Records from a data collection
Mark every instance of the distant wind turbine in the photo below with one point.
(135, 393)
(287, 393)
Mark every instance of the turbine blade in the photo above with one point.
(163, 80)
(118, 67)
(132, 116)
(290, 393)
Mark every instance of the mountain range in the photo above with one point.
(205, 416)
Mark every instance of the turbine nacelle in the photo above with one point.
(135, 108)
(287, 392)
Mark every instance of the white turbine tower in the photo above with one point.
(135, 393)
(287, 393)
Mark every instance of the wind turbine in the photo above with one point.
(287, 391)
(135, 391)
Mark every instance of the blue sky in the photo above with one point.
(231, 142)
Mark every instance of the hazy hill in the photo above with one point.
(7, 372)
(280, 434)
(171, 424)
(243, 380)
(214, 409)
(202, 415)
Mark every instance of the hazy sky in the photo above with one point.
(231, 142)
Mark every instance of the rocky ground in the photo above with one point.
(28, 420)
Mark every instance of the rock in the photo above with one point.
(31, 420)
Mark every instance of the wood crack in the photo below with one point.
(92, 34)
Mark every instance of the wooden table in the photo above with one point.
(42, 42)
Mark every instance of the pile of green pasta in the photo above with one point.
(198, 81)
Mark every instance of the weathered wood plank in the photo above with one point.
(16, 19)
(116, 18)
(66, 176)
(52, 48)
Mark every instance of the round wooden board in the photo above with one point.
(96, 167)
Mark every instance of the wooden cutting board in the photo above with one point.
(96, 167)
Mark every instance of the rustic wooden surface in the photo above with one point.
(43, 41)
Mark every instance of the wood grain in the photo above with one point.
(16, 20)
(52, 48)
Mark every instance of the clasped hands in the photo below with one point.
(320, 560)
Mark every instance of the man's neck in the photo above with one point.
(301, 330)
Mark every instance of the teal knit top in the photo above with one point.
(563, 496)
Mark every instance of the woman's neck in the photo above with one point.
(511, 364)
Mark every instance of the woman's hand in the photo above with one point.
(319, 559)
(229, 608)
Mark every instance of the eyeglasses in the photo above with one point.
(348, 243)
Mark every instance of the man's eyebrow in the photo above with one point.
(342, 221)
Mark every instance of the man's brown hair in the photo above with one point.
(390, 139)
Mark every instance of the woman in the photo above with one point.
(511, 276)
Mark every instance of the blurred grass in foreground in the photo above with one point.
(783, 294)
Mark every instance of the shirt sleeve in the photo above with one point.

What you are asked to do: The full set of entries should be copied out exactly as given.

Solution to the problem:
Mark every instance of the distant wind turbine in the photo below with one point.
(135, 393)
(287, 393)
Mark every instance of the turbine blade in the photo above with one point.
(163, 80)
(118, 67)
(132, 116)
(290, 393)
Mark every instance of the mountain range in the photo above with one point.
(205, 416)
Mark every instance of the turbine nacelle in the photo above with one point.
(135, 108)
(287, 392)
Mark every instance of the white turbine tower in the photo above with one point.
(135, 393)
(287, 393)
Mark every instance of the wind turbine in the photo above with one point.
(287, 391)
(135, 391)
Mark every instance of the blue sky in the photo above with one point.
(231, 142)
Mark every instance of the hazy hill in the photo above with one point.
(7, 372)
(280, 434)
(171, 424)
(243, 380)
(214, 409)
(202, 415)
Mark every instance of the hazy sky in the photo above with one point.
(231, 142)
Mark every instance of the rocky ground in the photo above with one point.
(28, 420)
Mark every instance of the rock in the photo above with one point.
(31, 420)
Mark every instance of the wood crack in the photo below with one point.
(92, 34)
Mark every instance of the wooden table in the photo above with one point.
(42, 42)
Mark every instance of the pile of green pasta in the photo above with one point.
(198, 81)
Mark every instance of the weathered wood plank in the photo above with one point.
(16, 19)
(116, 18)
(66, 176)
(52, 48)
Mark every instance of the round wooden board in the photo above with one point.
(96, 167)
Mark every instance of the wooden cutting board in the photo above with one point.
(96, 167)
Mark every instance of the rustic wooden surface in the photo above with one point.
(43, 41)
Mark every instance of the wood grain in the photo above with one point.
(16, 20)
(52, 48)
Mark every instance of the clasped hands in the photo below with one point.
(320, 560)
Mark every instance of the man's neck in the photo above with one point.
(301, 330)
Mark every instance of the teal knit top in the photo above with one point.
(563, 496)
Mark every instance of the woman's neck in the photo above with one point.
(511, 364)
Mark every instance of the woman's hand in the photo above with one point.
(319, 559)
(229, 608)
Mark every instance of the eyeglasses in the photo above with one point.
(348, 243)
Mark every instance of the man's eyebrow in the photo above with one point.
(342, 221)
Mark every instance of the man's brown hair in the photo above with one point.
(390, 139)
Mark every instance of the woman in the photo above with one point.
(511, 276)
Mark every instance of the blurred grass in foreground in the photo above with one point.
(783, 294)
Mark every instance of the shirt sleeve in the photo above with one point.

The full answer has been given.